start Stored records
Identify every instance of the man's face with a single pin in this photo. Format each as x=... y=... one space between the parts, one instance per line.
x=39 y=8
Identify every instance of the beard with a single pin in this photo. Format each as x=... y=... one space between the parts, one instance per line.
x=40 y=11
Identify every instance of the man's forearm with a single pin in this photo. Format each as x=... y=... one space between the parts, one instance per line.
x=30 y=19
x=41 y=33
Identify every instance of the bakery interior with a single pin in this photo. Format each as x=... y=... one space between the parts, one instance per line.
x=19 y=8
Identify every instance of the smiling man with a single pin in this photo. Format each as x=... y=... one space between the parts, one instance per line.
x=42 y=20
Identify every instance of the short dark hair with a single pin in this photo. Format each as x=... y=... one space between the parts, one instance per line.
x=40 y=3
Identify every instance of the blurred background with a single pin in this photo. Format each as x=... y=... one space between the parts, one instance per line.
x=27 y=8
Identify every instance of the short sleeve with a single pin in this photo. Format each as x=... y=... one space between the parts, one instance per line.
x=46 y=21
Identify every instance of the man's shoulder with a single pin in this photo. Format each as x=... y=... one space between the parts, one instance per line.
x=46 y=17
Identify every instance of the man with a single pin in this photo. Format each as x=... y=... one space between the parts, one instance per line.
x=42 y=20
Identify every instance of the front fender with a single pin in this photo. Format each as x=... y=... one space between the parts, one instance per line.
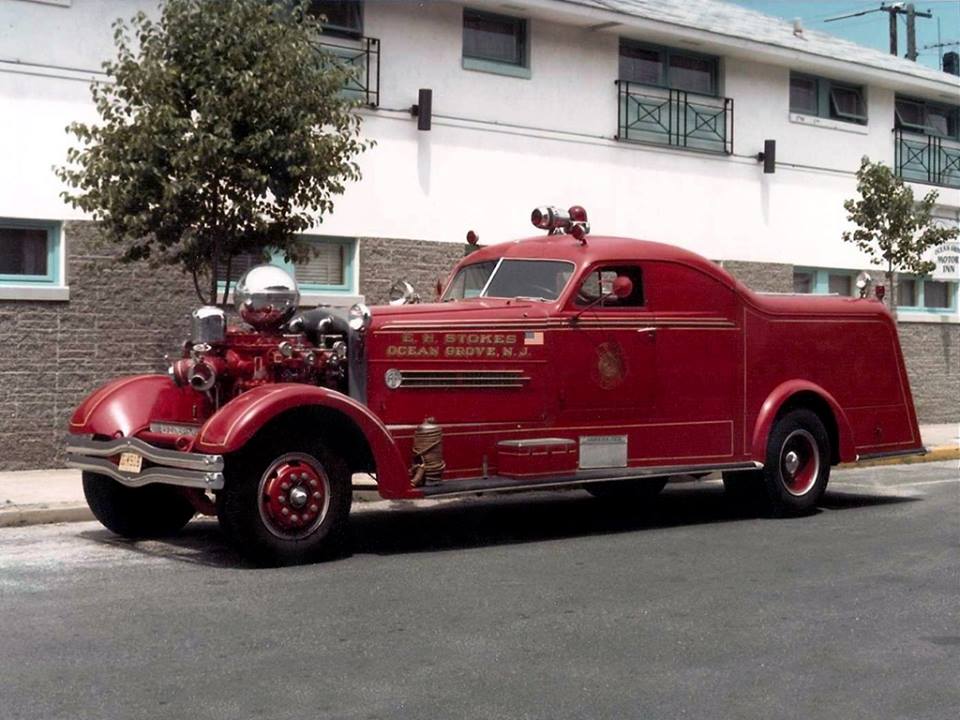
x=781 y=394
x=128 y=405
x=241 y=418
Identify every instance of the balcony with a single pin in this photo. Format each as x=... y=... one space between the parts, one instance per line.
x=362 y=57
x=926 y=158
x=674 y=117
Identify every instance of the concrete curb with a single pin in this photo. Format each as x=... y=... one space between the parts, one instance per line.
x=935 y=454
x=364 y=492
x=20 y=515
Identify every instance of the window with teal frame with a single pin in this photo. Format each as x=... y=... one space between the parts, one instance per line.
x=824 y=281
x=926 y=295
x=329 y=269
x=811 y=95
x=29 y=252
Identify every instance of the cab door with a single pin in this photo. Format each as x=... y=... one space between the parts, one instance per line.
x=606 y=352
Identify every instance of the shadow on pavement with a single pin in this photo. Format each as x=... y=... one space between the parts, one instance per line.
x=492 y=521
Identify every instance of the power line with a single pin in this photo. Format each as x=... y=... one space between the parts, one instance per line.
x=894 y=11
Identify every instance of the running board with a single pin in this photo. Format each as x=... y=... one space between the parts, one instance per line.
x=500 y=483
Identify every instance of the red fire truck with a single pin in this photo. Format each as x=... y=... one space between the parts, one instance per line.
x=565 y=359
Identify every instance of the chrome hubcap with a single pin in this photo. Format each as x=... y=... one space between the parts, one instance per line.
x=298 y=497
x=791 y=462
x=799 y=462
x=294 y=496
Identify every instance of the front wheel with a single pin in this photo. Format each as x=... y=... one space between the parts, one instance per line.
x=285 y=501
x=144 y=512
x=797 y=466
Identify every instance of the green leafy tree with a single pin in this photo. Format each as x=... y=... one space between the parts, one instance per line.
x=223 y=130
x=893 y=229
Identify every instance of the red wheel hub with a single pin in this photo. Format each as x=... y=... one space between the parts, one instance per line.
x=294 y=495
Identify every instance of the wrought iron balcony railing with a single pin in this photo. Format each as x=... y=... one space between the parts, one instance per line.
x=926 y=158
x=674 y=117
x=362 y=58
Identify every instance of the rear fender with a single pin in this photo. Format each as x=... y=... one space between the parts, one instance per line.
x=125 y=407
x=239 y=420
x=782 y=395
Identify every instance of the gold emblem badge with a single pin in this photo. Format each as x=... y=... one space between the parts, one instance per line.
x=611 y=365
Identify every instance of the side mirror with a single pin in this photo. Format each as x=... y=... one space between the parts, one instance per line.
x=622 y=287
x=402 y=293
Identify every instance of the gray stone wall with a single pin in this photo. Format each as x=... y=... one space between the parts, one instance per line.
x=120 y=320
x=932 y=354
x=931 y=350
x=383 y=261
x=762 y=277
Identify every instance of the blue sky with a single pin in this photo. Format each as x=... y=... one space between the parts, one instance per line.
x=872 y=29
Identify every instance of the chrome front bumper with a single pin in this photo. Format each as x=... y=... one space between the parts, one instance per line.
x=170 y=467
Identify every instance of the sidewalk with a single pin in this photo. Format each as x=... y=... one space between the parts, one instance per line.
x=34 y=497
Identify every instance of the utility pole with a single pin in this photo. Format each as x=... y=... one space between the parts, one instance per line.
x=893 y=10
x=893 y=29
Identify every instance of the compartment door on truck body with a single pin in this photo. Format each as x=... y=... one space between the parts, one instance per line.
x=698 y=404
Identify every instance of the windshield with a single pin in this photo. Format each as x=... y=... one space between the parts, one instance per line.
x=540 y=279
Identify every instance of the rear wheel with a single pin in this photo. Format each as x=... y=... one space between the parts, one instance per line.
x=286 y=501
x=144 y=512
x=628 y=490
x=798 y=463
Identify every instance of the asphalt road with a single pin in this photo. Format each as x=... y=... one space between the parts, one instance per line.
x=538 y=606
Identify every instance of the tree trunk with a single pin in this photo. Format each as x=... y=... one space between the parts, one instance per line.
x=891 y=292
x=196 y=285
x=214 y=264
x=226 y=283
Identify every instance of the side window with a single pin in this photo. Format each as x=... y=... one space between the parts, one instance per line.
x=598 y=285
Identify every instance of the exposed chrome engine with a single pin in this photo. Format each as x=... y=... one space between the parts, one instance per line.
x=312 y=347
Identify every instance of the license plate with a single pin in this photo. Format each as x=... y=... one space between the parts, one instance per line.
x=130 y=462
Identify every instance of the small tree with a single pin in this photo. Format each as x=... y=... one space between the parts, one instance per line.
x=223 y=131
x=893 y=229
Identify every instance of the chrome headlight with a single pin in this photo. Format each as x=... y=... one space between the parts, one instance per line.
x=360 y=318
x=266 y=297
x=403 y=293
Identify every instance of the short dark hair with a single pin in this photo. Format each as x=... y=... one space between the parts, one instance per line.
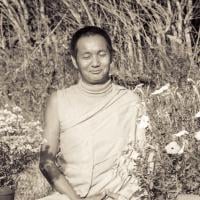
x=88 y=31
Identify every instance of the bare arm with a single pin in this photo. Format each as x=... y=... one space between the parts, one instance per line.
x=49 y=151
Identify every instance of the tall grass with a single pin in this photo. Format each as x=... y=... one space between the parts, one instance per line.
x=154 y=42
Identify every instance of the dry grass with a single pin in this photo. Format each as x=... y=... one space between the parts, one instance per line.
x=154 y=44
end Stored records
start Stored records
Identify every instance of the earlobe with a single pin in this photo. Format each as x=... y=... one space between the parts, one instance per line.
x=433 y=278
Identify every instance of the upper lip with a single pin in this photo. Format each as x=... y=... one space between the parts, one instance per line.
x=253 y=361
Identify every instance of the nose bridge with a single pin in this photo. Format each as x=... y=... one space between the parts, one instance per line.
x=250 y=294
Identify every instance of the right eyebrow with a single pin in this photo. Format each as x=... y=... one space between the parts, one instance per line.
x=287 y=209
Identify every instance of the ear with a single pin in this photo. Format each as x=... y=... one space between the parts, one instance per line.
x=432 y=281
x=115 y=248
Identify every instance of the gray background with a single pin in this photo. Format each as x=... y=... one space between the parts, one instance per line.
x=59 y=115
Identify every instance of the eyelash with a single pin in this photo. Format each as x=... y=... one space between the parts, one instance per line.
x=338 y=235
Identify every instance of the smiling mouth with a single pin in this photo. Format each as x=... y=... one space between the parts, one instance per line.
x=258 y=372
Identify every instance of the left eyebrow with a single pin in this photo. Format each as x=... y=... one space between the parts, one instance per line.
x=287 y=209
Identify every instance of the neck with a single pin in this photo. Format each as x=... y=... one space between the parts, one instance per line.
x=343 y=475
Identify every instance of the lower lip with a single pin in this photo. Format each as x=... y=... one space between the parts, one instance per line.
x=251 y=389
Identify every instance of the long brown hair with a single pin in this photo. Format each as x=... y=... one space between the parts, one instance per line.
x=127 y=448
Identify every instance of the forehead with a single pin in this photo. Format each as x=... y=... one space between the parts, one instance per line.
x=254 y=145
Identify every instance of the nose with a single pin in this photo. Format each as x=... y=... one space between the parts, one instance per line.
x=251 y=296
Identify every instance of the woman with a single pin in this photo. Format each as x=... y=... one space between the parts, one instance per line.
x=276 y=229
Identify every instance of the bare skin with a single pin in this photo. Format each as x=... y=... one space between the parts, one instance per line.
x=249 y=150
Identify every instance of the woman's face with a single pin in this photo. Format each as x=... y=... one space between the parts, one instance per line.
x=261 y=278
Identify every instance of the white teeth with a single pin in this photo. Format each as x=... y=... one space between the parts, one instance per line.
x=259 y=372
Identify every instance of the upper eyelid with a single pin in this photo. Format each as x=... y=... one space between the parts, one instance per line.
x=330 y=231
end Stored records
Convert the items from the line containing "Identify every instance of the rear wheel" through the line containing "x=598 y=285" into a two-column CSV with the header text,answer. Give one row per item, with its text and its full answer each in a single quoted field and line breaks replaced by spaces.

text,answer
"Identify every instance of the rear wheel with a single pin in this photo. Format each as x=... y=... one space between the parts, one instance per line.","x=286 y=501 x=144 y=512 x=628 y=490 x=798 y=463"
"Identify every instance of the asphalt road with a single pin in this photo. Format each as x=... y=... one space between the parts, one instance per line.","x=538 y=606"
"Identify every instance of the tree trunk with a single pin in this photo. Format each as x=... y=... one space between the parts, one instance per line.","x=891 y=292 x=196 y=285 x=214 y=264 x=226 y=283"
"Identify every instance of the side window with a single pin in this photo. Format each as x=... y=... one space between the parts, one instance per line.","x=598 y=285"